### [Jobs]
A. Answer these about the excerpt on Poisson regression:
(i) What unusual feature of the Poisson distribution does it mention about the mean and the variance?
(ii) Over which values does the distribution spread its probabilities?
(iii) Which function is used to simulate the draws?
B. Repeat the part of the Poisson regression excerpt word for word, starting at "When we have" and ending at "the distribution (Figure 14.8).".

### [Excerpt]
--- --- ---
14.5 Poisson regression

When we have count data, we should initially think to use Poisson distribution. The Poisson distribution has the interesting feature that the mean is also the variance, and so as the mean increases, so does the variance. As such, the Poisson distribution is governed by the parameter, \(\lambda\) and it distributes probabilities over the non-negative integers. The Poisson distribution is (Pitman 1993, 121):

\[P_{\lambda}(k) = e^{-\lambda}\mu^k/k!\mbox{, for }k=0,1,2,...\]

We can simulate \(n=20\) draws from the Poisson distribution with rpois(), where \(\lambda\) is both the mean and the variance. The \(\lambda\) parameter governs the shape of the distribution (Figure 14.8).
--- --- ---
Rows from a pointing dataset
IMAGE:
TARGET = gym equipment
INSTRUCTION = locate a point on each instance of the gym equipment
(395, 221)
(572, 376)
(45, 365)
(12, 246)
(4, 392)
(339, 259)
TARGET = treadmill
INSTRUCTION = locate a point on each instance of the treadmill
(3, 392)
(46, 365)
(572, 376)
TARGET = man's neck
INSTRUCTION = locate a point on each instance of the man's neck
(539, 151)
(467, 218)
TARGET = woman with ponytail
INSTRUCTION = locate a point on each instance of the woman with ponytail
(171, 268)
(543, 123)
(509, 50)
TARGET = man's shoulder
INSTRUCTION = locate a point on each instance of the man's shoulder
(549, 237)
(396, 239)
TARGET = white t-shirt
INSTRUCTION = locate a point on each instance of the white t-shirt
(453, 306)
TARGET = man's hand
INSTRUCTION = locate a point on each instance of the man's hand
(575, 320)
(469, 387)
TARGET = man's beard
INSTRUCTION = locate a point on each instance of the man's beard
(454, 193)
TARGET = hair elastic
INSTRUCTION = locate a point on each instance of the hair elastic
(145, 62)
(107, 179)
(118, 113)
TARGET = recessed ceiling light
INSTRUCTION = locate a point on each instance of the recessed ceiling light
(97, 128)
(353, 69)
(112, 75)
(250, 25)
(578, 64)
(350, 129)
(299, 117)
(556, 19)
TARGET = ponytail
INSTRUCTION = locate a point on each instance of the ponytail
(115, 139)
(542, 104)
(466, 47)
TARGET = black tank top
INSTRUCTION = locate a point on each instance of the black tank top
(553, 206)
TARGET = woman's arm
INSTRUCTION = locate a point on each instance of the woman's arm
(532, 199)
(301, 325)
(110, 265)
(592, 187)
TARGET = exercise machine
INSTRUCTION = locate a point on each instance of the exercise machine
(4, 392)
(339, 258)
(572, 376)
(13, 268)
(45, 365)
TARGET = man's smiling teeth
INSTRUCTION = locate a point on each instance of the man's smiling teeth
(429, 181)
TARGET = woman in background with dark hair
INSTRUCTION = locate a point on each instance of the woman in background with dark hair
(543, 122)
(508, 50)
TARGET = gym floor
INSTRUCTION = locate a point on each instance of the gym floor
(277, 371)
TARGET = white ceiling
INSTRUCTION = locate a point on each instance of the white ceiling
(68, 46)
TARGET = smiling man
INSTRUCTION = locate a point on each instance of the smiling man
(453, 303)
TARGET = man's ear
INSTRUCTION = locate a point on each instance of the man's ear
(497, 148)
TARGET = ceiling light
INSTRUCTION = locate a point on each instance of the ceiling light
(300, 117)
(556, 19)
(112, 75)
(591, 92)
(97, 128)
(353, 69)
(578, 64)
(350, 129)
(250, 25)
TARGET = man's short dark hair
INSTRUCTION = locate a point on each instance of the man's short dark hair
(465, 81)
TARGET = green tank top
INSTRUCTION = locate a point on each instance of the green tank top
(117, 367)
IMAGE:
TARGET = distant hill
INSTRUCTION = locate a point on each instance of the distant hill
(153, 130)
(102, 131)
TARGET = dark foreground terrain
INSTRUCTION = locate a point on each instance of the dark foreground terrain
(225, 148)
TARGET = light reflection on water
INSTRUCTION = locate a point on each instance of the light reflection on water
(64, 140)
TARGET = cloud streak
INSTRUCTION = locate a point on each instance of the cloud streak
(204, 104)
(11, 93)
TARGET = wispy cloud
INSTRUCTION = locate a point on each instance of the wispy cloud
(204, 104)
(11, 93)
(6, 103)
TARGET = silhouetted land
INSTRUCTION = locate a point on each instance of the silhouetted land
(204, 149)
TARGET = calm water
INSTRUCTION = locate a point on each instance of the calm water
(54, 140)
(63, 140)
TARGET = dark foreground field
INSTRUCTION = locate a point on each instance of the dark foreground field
--- --- ---
### [Results of the tasks]
A.
(i) The mean is also the variance.
(ii) The non-negative integers.
(iii) rpois().

B.
When we have count data, we should initially think to use Poisson distribution. The Poisson distribution has the interesting feature that the mean is also the variance, and so as the mean increases, so does the variance. As such, the Poisson distribution is governed by the parameter, \(\lambda\) and it distributes probabilities over the non-negative integers. The Poisson distribution is (Pitman 1993, 121):

\[P_{\lambda}(k) = e^{-\lambda}\mu^k/k!\mbox{, for }k=0,1,2,...\]

We can simulate \(n=20\) draws from the Poisson distribution with rpois(), where \(\lambda\) is both the mean and the variance. The \(\lambda\) parameter governs the shape of the distribution (Figure 14.8).